■ DIRECTIONS FOR THIS TASK ■
Each line from the one with "Would you be able to point at the horizontal" through the last line of the records must be output exactly, both ends included.

(Extracted data entries)
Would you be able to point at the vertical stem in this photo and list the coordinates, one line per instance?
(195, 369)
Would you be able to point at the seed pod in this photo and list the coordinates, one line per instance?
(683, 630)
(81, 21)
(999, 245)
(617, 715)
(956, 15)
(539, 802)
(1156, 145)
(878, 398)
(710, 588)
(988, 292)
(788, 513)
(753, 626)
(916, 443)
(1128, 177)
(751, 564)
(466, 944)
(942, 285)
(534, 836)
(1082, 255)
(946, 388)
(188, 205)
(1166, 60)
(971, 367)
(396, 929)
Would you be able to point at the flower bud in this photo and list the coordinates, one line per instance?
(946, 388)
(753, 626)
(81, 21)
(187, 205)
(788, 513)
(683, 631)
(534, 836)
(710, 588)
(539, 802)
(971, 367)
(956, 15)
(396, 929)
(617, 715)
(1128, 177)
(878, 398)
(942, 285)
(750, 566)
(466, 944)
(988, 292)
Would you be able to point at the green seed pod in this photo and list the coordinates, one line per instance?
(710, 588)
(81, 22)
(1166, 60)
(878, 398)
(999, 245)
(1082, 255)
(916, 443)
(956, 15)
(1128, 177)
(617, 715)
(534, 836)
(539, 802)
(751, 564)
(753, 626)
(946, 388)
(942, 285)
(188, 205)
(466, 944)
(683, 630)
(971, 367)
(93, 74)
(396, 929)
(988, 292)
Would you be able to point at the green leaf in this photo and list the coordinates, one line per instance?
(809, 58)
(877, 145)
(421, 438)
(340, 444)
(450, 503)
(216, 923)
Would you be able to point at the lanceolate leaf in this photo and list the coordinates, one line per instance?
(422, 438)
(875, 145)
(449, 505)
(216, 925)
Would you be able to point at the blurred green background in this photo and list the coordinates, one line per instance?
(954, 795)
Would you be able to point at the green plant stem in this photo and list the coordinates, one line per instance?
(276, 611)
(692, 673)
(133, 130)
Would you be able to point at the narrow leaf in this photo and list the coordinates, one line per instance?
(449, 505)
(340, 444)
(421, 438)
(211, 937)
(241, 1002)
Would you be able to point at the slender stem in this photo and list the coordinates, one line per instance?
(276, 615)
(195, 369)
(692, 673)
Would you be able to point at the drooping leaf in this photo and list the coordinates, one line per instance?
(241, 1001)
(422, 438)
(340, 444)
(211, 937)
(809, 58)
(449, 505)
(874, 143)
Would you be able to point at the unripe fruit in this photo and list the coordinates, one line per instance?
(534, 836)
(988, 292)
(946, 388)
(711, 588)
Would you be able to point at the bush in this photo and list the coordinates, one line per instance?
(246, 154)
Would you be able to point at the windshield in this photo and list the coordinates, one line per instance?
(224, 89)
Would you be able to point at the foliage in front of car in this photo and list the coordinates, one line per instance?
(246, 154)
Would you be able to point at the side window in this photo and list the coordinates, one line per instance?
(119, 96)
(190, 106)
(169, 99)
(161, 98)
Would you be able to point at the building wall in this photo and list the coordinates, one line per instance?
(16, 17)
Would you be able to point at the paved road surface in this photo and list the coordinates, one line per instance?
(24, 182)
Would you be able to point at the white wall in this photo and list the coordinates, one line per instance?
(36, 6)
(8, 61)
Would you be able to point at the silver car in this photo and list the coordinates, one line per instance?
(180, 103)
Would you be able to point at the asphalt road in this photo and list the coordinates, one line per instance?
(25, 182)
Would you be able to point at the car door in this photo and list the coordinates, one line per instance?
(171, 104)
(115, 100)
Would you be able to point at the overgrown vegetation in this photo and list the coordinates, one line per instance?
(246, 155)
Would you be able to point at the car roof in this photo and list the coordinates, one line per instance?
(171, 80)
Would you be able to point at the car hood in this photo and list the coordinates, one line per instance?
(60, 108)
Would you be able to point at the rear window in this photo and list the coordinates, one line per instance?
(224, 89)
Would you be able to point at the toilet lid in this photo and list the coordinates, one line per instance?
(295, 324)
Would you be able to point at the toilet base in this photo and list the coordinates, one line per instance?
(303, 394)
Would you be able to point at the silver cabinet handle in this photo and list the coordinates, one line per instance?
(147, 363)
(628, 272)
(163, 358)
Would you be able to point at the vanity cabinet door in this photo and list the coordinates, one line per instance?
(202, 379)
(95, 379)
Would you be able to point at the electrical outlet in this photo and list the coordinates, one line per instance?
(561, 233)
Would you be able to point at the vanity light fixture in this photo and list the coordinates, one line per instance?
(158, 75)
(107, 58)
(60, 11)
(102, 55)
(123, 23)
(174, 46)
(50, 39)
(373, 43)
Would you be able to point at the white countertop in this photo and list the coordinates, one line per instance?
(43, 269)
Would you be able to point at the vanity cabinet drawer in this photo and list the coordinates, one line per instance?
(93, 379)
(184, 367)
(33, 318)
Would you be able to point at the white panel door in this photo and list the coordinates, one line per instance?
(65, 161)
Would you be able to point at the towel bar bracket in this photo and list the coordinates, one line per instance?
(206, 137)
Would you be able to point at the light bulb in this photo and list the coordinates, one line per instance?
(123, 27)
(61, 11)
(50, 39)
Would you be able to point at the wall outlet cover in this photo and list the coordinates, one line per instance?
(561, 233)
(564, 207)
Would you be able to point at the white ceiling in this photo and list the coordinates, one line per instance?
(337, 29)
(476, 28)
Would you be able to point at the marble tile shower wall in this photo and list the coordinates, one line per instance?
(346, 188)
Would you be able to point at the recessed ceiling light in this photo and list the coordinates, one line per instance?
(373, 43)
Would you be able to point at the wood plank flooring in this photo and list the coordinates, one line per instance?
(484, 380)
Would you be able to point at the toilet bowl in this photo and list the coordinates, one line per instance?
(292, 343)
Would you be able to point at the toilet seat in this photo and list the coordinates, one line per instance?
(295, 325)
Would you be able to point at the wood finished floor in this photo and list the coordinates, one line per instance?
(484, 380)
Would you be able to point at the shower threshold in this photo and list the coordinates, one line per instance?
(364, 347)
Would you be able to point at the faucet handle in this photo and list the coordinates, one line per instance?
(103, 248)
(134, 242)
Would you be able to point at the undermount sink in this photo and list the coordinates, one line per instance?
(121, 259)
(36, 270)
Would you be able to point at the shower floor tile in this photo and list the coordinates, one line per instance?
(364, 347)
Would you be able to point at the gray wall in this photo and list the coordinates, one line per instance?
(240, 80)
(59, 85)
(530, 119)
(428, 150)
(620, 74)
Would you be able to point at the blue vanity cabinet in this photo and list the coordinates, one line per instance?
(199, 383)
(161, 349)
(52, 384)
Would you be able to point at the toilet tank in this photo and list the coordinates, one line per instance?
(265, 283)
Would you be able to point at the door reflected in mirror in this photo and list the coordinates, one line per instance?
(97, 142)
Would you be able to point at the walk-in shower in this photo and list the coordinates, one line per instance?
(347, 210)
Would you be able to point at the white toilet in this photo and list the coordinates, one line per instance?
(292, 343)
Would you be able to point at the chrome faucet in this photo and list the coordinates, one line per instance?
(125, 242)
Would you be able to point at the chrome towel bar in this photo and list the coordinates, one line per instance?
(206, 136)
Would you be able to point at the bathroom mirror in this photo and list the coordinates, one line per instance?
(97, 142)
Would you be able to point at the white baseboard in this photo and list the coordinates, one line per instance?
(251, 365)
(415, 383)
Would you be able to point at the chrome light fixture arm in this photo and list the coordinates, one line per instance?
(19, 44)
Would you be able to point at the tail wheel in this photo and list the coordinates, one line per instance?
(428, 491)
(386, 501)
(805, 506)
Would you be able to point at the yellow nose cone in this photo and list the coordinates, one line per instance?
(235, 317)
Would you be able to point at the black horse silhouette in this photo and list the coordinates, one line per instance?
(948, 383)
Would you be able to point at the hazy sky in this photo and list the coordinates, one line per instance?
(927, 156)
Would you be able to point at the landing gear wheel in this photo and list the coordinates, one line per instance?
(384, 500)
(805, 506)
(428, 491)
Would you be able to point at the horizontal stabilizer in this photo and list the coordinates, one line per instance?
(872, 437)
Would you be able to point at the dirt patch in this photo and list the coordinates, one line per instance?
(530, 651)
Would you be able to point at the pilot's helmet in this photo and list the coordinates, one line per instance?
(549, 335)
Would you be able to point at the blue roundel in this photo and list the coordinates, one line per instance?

■ EXERCISE ANSWER ■
Would you be able to point at the horizontal stabilizer in this photo and list the coordinates, one line per instance?
(872, 437)
Would you be able to point at the dirt patch in this photo and list the coordinates, one line per instance?
(530, 651)
Would you be able to point at the pilot's helmet in this photo and list the coordinates, one line per instance?
(549, 335)
Would you be able to point at the blue roundel in this photo and list the coordinates, one line per instance?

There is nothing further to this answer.